The problem: Copy out every line of the material below word for word, without any alteration.

Source material:
>>

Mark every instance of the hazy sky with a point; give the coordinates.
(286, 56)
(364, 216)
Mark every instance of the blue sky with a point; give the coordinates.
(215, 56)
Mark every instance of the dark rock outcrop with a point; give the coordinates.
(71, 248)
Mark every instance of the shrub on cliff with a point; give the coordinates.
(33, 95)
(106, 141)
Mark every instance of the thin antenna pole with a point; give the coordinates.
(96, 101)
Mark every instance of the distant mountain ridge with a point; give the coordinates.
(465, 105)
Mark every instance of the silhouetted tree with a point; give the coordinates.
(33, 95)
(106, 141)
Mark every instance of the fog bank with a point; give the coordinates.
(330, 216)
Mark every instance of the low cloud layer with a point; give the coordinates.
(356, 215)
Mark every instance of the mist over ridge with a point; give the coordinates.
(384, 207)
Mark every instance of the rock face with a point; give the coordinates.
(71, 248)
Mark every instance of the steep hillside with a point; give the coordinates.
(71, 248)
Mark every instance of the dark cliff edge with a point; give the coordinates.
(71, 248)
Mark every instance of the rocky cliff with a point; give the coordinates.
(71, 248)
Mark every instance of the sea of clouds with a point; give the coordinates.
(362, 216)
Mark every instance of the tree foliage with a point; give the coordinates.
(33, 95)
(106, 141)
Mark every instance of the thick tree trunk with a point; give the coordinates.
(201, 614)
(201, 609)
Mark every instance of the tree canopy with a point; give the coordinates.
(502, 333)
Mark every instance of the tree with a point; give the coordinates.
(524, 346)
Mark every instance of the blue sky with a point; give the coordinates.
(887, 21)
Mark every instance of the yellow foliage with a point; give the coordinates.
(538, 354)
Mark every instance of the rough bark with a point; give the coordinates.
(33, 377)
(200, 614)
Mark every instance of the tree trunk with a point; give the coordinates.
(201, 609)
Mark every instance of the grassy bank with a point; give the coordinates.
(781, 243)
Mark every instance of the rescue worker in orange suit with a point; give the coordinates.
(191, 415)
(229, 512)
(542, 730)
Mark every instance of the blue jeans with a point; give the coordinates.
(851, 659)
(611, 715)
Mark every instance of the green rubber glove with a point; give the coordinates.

<<

Answer to this exercise:
Mark every instance of the hazy sky with a point; give the coordinates.
(286, 56)
(364, 216)
Mark every instance of the blue sky with a point; give the coordinates.
(215, 56)
Mark every instance of the dark rock outcrop with a point; give the coordinates.
(71, 248)
Mark every instance of the shrub on cliff with a point; give the coordinates.
(33, 95)
(106, 141)
Mark every instance of the thin antenna pole with a point; give the coordinates.
(96, 101)
Mark every instance of the distant mountain ridge with a point; give the coordinates.
(465, 105)
Mark every instance of the silhouetted tree with a point; give the coordinates.
(33, 95)
(106, 141)
Mark every instance of the fog bank with a point; give the coordinates.
(330, 216)
Mark every instance of the low cloud layer with a point; give the coordinates.
(356, 215)
Mark every instance of the mist over ridge with a point; give the coordinates.
(384, 207)
Mark every instance of the rock face with a point; give the coordinates.
(71, 248)
Mark every instance of the steep hillside with a point; give the coordinates.
(71, 248)
Mark every instance of the dark cliff edge with a point; give the coordinates.
(71, 248)
Mark every instance of the rocky cliff with a point; give the coordinates.
(71, 248)
Mark every instance of the sea of clouds with a point; give the coordinates.
(362, 216)
Mark every instance of the tree foliage with a point; give the coordinates.
(33, 95)
(106, 141)
Mark every instance of the thick tree trunk with a point; give the coordinates.
(201, 614)
(201, 609)
Mark every instance of the tree canopy with a point; give the coordinates.
(502, 333)
Mark every instance of the tree with a point; give the coordinates.
(524, 346)
Mark every instance of the blue sky with a point; give the coordinates.
(887, 21)
Mark every instance of the yellow foliage with a point; give the coordinates.
(538, 354)
Mark every instance of the rough bark with a point; give the coordinates.
(33, 377)
(200, 614)
Mark every instance of the tree trunk with a point; give the coordinates.
(201, 609)
Mark every instance of the grassy bank with a point; give the coordinates.
(781, 243)
Mark every instance of the rescue worker in orange suit with a point; give the coordinates.
(191, 415)
(229, 512)
(542, 730)
Mark every instance of the blue jeans with a point; give the coordinates.
(851, 659)
(611, 715)
Mark every instance of the green rubber glove with a point; give the coordinates.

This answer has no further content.